Mark Steyn: Yeah, what I find, you know, I'm sympathetic to that, because we had people on the show last year, people who had fines of 300 pounds, 500 pounds, because they were caught by police drinking with two mates in their back gardens or whatever. So these things were policed and enforced upon ordinary people. But in a in a strictly political context how does this actually play out? Does it damage Johnson? Does it damage Sunak? Does it make it more likely that Keir Starmer guzzling down his beer and his curry is going to be in Number 10? How did the politics play out?
Mahyar Tousi: Yeah, I think and that you can't damage Boris Johnson. He's made of mud. You can't throw mud at mud and no one's like shocked. And the story is already old and boring. Keir Starmer will get away with it surprisingly, he would be seen as Mr. Integrity, even though again he is a hypocrite. Rishi Sunak will be the one who will be mostly damaged. And it's mostly his own doing, not only the fact that Rishi Sunak was also at those parties, yet at the same time, there's no outrage about that he misled Parliament as well, if you want to focus on that sort of nonsense, he misled Parliament as well. But he can't hold his party together. We don't even know what the Conservative Party stands for. He doesn't know what he stands for. So that's how it's going to damage it. Obviously, it's damaging the constitution of this country, obviously not codified British constitution, but parliamentary procedure is mostly completely undermining the little bit of integrity that we had in Parliament. Obviously, over the last few years, we've been losing that but this new class of MPs are completely destroying it, and has nothing to do with just Boris Johnson, it's all of them.

__DATASET EXCERPTS__.
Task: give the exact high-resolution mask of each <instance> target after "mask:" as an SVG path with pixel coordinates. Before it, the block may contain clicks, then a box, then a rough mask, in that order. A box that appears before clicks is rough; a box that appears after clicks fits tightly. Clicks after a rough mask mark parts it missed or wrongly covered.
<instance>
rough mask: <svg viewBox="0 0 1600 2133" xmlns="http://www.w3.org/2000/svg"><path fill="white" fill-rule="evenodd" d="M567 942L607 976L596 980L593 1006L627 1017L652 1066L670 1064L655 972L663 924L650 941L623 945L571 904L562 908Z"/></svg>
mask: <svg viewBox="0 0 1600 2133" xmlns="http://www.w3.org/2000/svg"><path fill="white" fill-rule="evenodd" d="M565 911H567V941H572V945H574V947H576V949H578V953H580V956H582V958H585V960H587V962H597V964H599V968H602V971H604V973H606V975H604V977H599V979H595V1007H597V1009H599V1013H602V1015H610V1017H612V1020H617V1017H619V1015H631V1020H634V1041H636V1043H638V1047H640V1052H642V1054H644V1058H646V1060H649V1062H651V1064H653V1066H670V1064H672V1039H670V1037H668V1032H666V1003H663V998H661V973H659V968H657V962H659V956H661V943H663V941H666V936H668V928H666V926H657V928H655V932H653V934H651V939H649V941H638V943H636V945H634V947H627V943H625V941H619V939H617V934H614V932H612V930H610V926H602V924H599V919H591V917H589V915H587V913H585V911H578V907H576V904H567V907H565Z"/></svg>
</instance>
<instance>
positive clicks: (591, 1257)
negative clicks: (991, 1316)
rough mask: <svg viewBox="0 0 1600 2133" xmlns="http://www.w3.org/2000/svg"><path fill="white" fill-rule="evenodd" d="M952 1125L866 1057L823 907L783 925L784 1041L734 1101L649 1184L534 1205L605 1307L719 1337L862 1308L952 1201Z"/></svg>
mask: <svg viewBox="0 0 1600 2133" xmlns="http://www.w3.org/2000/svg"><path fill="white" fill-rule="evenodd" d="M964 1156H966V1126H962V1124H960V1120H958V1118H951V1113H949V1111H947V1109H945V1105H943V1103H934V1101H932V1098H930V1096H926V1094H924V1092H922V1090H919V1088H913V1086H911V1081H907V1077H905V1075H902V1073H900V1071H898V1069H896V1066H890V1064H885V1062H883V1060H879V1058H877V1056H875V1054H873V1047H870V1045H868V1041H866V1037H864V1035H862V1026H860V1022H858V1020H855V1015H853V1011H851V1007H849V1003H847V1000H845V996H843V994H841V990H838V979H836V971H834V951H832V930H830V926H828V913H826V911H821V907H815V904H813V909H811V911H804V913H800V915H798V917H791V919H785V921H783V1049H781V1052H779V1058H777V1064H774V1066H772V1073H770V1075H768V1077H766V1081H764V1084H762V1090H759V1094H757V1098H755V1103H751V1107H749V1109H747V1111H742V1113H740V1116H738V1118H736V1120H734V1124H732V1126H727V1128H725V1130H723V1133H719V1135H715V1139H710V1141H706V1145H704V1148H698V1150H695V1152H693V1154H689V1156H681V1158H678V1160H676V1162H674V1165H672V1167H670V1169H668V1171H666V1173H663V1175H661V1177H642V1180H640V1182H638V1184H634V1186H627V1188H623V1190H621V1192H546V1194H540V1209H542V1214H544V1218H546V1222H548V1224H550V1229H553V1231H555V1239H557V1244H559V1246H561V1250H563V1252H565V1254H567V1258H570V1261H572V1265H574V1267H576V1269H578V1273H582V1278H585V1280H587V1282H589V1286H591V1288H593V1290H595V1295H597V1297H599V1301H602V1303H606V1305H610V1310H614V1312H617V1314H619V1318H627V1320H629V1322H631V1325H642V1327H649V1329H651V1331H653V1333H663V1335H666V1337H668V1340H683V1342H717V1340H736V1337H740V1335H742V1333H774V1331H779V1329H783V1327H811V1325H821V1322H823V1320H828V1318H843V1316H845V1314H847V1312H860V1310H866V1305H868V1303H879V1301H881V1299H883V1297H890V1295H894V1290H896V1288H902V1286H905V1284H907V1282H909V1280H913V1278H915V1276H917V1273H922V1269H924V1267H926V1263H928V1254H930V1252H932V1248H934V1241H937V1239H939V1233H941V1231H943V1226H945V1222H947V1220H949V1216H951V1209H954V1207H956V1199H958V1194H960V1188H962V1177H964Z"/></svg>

__APPLY WHAT YOU READ__.
1) Retype the transcript from "Mark Steyn: Yeah, what" to "politics play out?".
2) In the transcript, who does Mahyar Tousi say will be the one mostly damaged?

__TASK-BY-TASK ANSWERS__.
1)
Mark Steyn: Yeah, what I find, you know, I'm sympathetic to that, because we had people on the show last year, people who had fines of 300 pounds, 500 pounds, because they were caught by police drinking with two mates in their back gardens or whatever. So these things were policed and enforced upon ordinary people. But in a in a strictly political context how does this actually play out? Does it damage Johnson? Does it damage Sunak? Does it make it more likely that Keir Starmer guzzling down his beer and his curry is going to be in Number 10? How did the politics play out?

2) Rishi Sunak